Give as output the line that contains "checked shirt in", followed by every remaining line of the entries, unchanged and with nothing added.

[Begin DATA PROVIDED]

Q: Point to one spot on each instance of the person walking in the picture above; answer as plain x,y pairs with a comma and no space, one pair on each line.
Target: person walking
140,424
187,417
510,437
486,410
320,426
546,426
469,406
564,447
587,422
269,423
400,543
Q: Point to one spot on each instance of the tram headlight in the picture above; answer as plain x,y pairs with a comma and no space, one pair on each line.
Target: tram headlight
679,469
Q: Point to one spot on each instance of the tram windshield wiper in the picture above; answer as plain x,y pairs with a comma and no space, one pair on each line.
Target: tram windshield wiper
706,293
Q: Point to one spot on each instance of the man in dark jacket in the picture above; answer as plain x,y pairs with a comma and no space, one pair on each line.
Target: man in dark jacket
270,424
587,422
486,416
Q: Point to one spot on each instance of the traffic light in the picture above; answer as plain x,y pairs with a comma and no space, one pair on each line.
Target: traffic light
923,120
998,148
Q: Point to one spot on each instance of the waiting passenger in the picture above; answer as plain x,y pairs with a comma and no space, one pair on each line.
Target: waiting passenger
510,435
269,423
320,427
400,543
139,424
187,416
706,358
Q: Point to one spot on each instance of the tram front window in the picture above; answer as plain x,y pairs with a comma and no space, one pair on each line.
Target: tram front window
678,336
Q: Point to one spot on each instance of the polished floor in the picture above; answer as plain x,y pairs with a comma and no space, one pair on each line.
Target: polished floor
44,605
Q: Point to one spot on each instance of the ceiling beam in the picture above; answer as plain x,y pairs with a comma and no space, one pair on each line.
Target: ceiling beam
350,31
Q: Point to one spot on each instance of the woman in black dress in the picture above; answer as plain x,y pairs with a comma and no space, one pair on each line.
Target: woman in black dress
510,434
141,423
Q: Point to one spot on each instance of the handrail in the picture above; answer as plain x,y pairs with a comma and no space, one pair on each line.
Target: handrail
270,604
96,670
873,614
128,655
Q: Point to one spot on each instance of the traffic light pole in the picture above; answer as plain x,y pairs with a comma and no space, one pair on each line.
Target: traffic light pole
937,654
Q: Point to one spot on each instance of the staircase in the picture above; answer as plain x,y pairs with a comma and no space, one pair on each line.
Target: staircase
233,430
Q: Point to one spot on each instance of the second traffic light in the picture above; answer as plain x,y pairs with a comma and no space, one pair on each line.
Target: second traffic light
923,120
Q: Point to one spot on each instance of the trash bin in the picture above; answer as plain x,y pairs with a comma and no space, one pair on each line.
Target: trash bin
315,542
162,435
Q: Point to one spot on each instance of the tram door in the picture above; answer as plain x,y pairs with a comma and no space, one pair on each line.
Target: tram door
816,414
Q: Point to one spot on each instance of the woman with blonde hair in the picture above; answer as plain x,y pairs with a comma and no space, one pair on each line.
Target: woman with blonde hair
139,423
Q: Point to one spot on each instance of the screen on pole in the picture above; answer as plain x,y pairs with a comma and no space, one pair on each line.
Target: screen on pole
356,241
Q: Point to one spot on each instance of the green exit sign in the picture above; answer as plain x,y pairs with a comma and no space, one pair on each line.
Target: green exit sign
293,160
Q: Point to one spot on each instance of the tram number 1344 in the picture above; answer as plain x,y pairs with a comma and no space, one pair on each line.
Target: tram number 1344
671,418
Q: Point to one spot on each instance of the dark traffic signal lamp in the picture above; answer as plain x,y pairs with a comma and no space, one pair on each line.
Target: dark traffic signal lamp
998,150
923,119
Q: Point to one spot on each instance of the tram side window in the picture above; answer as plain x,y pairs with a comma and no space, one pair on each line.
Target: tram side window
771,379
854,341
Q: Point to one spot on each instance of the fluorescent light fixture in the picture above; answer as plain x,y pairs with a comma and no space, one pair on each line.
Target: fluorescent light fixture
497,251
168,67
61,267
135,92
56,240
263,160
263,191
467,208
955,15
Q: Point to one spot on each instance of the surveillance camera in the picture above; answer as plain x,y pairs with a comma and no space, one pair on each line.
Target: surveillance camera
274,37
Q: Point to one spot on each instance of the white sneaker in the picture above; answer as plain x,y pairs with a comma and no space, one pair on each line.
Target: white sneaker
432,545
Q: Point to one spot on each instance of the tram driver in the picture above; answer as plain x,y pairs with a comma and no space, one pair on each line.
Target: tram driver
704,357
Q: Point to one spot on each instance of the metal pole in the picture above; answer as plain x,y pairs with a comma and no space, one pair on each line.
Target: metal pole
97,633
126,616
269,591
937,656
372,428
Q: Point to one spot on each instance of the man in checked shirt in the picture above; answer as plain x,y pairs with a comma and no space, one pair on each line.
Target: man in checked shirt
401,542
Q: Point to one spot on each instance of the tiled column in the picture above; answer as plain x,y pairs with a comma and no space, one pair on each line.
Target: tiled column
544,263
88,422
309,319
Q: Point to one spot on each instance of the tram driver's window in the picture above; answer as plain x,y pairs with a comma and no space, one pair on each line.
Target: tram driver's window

[End DATA PROVIDED]

## CORRECT OUTPUT
Q: Point to one spot on each instance of the man in checked shirt in the picture above; answer as plain x,y pairs with a comma and no space, one pair on each line.
Target: man in checked shirt
401,542
Q: Point to one spot on each instance of the tiled column in the picture above; answer as plain x,y pairs with a comma and no space, one pair on each line.
Target: tiled column
544,263
88,422
309,319
Q: Point to one spot on each instance of the tram driver's window in the picture above; answer as plain x,y pairs with a comma and no space, one pair on each line.
Target: tram driver's window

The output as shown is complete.